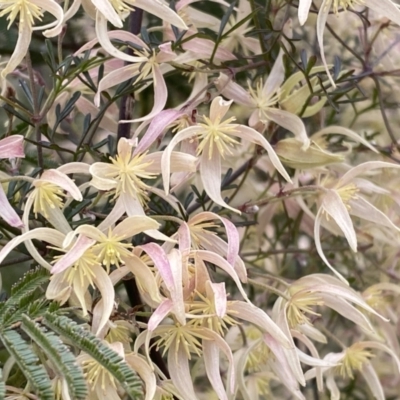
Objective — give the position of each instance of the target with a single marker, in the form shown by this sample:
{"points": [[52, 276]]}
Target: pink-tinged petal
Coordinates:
{"points": [[178, 366], [317, 239], [73, 255], [105, 42], [291, 122], [145, 372], [58, 289], [56, 10], [334, 206], [60, 179], [157, 126], [372, 380], [116, 213], [217, 292], [363, 168], [332, 387], [131, 226], [275, 78], [211, 362], [47, 235], [7, 212], [184, 238], [12, 146], [314, 352], [385, 8], [162, 11], [179, 162], [210, 173], [74, 168], [256, 316], [106, 289], [233, 91], [345, 132], [303, 10], [175, 261], [114, 78], [321, 23], [107, 10], [203, 48], [166, 157], [159, 314], [160, 96], [161, 262], [279, 364], [219, 261], [133, 208], [21, 48], [250, 134]]}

_Exercise goal:_ Write out every line of the records above, word for word, with the pictures left out.

_Result:_
Objective — give the position of each instance of the target with a single marker, in the form shown by this sample:
{"points": [[52, 276]]}
Target: pink-tinged petal
Coordinates:
{"points": [[178, 366], [317, 239], [73, 255], [105, 42], [291, 122], [145, 372], [58, 289], [56, 10], [334, 206], [60, 179], [157, 126], [372, 380], [116, 213], [217, 292], [363, 168], [332, 387], [131, 226], [275, 78], [211, 362], [47, 235], [7, 212], [184, 238], [12, 146], [314, 352], [385, 8], [162, 11], [179, 162], [210, 173], [74, 168], [256, 316], [106, 289], [233, 91], [345, 132], [303, 10], [175, 261], [114, 78], [321, 23], [107, 10], [203, 48], [166, 157], [159, 314], [160, 96], [161, 262], [279, 364], [219, 261], [133, 208], [21, 48], [250, 134]]}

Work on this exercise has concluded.